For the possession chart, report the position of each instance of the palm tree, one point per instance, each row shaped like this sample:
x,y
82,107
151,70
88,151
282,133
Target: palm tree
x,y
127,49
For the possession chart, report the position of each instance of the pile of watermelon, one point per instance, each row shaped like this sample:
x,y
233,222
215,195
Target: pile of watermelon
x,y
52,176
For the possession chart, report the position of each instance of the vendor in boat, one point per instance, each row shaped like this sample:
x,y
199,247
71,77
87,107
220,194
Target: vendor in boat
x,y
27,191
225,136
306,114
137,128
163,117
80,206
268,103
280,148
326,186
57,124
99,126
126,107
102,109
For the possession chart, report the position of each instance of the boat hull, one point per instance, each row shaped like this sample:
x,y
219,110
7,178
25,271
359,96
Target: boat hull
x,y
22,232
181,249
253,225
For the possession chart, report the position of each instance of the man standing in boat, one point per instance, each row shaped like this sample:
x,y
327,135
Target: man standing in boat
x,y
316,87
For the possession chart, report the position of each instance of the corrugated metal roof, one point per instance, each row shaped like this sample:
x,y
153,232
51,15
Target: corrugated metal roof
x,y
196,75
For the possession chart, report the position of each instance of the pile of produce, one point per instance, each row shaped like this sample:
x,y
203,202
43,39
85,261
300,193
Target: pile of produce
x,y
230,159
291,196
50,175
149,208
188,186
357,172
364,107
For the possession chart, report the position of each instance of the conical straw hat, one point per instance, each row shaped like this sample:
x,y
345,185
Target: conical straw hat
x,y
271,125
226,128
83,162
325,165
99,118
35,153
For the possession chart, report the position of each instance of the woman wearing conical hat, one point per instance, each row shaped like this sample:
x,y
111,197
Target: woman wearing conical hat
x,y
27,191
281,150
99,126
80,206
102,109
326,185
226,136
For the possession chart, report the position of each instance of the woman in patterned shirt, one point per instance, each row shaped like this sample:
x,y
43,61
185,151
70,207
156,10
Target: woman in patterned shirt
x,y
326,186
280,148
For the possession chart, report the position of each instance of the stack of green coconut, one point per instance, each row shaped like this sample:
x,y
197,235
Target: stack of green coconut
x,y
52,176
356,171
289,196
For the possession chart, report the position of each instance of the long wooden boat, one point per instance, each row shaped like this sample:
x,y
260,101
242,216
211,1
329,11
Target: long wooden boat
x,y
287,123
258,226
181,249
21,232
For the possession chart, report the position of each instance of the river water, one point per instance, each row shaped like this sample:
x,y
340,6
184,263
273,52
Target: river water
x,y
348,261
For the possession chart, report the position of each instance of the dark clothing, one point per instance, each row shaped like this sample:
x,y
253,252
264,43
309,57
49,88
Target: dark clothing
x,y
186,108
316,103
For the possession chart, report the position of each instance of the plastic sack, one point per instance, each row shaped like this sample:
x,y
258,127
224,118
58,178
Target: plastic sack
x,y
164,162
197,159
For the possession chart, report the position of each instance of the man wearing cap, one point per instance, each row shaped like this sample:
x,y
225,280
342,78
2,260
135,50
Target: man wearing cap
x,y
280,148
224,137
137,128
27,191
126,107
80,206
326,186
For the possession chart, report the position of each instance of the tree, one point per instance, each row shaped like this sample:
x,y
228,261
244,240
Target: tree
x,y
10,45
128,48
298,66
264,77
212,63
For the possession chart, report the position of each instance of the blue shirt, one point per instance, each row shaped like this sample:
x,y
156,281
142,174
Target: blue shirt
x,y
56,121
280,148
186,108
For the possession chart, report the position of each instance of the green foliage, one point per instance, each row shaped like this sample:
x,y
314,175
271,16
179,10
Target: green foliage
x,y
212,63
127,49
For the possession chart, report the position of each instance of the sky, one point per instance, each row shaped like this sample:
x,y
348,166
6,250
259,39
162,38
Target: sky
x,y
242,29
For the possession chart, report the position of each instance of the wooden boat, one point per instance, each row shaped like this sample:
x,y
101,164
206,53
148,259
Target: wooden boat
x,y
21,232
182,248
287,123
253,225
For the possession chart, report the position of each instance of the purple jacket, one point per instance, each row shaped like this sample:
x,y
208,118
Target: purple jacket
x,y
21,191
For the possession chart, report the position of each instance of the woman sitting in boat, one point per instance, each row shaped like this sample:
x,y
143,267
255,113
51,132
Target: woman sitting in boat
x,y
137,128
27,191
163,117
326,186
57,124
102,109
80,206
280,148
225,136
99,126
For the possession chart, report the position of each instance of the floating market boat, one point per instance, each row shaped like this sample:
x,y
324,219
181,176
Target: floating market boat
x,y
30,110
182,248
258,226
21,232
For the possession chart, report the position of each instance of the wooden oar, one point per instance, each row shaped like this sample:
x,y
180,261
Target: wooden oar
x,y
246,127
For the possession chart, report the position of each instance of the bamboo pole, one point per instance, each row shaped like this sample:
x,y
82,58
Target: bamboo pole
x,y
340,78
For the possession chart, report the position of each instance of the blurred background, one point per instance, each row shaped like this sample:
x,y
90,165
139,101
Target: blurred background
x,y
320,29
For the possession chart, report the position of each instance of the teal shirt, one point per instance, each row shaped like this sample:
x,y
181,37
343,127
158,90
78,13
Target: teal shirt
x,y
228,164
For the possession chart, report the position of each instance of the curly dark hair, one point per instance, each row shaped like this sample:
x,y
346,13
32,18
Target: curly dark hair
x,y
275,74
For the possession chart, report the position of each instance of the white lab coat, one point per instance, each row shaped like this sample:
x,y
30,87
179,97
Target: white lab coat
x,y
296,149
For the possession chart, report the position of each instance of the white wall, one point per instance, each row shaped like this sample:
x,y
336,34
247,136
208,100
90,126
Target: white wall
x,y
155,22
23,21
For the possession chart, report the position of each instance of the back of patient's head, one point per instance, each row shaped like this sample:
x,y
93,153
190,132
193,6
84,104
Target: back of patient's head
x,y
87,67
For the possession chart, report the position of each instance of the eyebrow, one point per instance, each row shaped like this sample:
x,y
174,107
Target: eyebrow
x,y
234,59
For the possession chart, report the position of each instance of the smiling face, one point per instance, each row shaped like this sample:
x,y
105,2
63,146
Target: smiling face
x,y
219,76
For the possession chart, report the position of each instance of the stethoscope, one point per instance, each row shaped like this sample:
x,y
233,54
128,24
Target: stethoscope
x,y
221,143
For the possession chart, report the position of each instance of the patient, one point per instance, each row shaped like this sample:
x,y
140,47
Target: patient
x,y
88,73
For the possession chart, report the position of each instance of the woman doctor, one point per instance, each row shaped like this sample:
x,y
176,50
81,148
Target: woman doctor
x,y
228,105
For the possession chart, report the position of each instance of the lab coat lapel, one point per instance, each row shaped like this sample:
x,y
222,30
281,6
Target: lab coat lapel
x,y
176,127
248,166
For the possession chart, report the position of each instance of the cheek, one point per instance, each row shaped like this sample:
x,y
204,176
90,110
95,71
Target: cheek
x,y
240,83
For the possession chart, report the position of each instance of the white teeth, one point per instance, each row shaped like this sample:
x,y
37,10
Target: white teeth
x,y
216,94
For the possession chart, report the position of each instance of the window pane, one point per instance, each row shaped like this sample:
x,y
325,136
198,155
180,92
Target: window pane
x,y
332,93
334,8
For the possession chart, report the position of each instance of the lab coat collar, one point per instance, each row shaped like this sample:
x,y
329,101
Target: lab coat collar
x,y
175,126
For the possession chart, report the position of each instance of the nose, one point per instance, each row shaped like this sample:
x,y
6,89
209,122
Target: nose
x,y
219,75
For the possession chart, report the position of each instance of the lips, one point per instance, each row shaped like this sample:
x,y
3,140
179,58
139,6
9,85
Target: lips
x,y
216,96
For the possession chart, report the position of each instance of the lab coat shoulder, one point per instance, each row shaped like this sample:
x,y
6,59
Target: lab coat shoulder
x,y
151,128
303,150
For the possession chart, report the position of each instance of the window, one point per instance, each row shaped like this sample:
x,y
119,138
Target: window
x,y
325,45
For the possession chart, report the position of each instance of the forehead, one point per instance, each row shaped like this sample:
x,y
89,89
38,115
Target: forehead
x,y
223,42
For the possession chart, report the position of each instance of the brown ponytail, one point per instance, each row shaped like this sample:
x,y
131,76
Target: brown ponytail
_____
_EXERCISE DETAILS_
Check every line of the material for the string "brown" and give the number of lines that have it, without anything else.

_RESPONSE_
2